The West’s Cultural Continuity: Sylvain Gouguenheim’s Aristote au Mont Saint-Michel: Les racines grecques de l’Europe Chrétienne

Long before the late Eduard Said invented “Orientalism” to exalt Arab culture and Islamic society at the expense of the West, bien-pensants like Voltaire inclined to express their rebellion against the dwindling vestiges of Christendom by representing Europeans as bigots or clowns and raising up exotic foreigners – Voltaire himself wrote about Turks and Persians of the Muslim fold – to be the fonts of wisdom and models of refined life in their tracts and stories. The sultan and dervish look with amused tolerance on the gaucheries of the European rubes. The rubes swing their elbows and knock over the pottery. It was the Eighteenth-Century philosophes and illuminati who coined the pejorative term “Dark Ages” to refer to the centuries immediately following the collapse of the Roman imperial administration in the West under pressure of the Gothic tribal self-assertion in the Fifth Century. Liberal discourse often casually extends the same term to apply it to all of medieval European civilization up to the Renaissance. Specialist historians have, however, long since demonstrated that no such absolute discontinuity as the term “Dark Ages” insinuates ever existed, which means that the Enlightenment version of history is at least partly wrong. Yet the usual story retains its currency, as an item in a kind of liberal folklore.

Part of that story is the motif of the Islamic middleman role in the transmission of classical knowledge to Christendom. According to this motif, the West in the Eleventh Century possessed no first-hand knowledge of the Greek and precious little of the Roman classics. Fortunately (so the story goes) the Muslims had translated Plato and Aristotle into Arabic, knew all about them, and bestowed the gift of their lore on the benighted monks of Italy and France. The benefactors under this notion behave suavely and generously, while the beneficiaries are – to paraphrase a line from a David Lean film – ignorant, barbarous, and cruel.

» **Recorded data**
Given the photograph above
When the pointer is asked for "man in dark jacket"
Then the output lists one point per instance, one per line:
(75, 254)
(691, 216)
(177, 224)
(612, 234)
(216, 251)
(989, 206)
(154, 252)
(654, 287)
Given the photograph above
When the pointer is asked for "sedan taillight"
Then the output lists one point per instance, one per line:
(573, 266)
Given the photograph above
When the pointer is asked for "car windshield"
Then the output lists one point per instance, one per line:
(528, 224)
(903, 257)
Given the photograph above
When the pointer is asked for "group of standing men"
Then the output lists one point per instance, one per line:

==

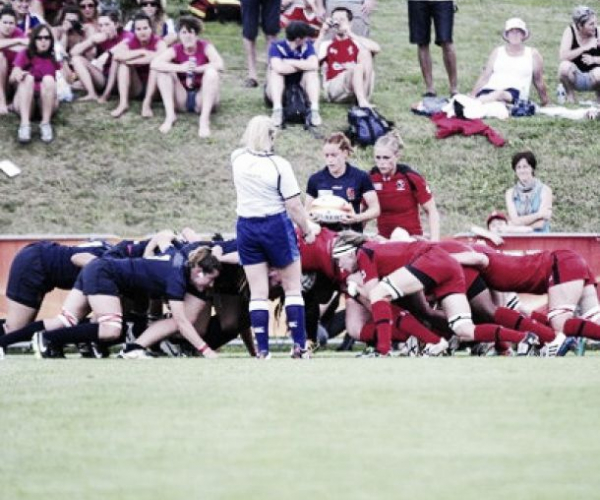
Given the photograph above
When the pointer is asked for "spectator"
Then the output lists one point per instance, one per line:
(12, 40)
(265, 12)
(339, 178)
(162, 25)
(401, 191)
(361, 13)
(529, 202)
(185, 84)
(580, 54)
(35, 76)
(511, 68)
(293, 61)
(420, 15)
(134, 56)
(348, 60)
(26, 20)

---

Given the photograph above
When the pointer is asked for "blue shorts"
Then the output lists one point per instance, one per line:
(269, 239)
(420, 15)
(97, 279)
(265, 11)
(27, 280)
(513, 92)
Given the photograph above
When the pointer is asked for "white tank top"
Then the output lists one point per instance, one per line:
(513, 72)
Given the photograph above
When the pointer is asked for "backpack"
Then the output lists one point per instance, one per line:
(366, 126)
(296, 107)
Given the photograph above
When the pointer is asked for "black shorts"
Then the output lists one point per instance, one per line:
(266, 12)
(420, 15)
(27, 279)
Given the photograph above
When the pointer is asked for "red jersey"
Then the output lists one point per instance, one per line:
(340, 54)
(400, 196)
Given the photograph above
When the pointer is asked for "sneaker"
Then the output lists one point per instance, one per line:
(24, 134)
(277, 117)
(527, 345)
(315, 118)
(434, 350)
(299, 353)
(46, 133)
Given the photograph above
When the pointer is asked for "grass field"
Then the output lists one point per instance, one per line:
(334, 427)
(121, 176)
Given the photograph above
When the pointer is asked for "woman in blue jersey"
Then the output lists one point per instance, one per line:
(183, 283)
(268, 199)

» **Directives**
1. According to the essay on the West's cultural continuity, who coined the pejorative term "Dark Ages"?
2. Please reproduce the essay on the West's cultural continuity word for word, from "Part of that" to "barbarous, and cruel.".
3. Write the next part of the essay on the West's cultural continuity, starting after its last sentence.

» **Exercise results**
1. The Eighteenth-Century philosophes and illuminati.

2.
Part of that story is the motif of the Islamic middleman role in the transmission of classical knowledge to Christendom. According to this motif, the West in the Eleventh Century possessed no first-hand knowledge of the Greek and precious little of the Roman classics. Fortunately (so the story goes) the Muslims had translated Plato and Aristotle into Arabic, knew all about them, and bestowed the gift of their lore on the benighted monks of Italy and France. The benefactors under this notion behave suavely and generously, while the beneficiaries are – to paraphrase a line from a David Lean film – ignorant, barbarous, and cruel.

3.
In the spasm of western Islamophilia that followed the terrorist attacks of 2001, the myth of medieval Muslim learnedness and medieval European illiteracy gained strong new power for the Left whose acolytes have disseminated it with vigor from their ensconcement in the colleges and universities. Facts might have dispelled the myth had anyone cared to notice them. For one thing, Europeans never lost contact with the Byzantine Greeks, who blithely went on being scholarly classicists until Mehmet II bloodily vanquished Constantinople in 1453, slaughtering the literate elites and forcing the peasantry to submit to Allah. The Eighth-Century English church-chronicler Bede reports in his Ecclesiastical History that one of the first bishops of Canterbury, Theodore, was an educated Greek. The Twelfth-Century Icelandic mythographer Snorri Sturlusson suggests in his Edda that the Norse gods were actually Trojan heroes escaping, like Aeneas, from Agamemnon’s destruction of their city – an interpretation that implies his knowledge of the theory called Euhemerism. Eighth-Century England and twelfth-Century Iceland were remote places, but, in Bede and Snorri, one can attest links to the classical tradition.

Facts like these could easily be multiplied – and a man who multiplies them with muscularity and clear-sightedness is the French historian Sylvain Gouguenheim, who documents them in his remarkable book Aristote au Mont Saint-Michel: Les raciness grecques de l’Europe Chrétienne (Seuil, 2008). [Aristotle at Mont Saint-Michel: the Greek Roots of Christian Europe.] The book is not as yet translated, but it deserves to be known to Anglophone audiences because it brings important truths to many a contemporary conversation.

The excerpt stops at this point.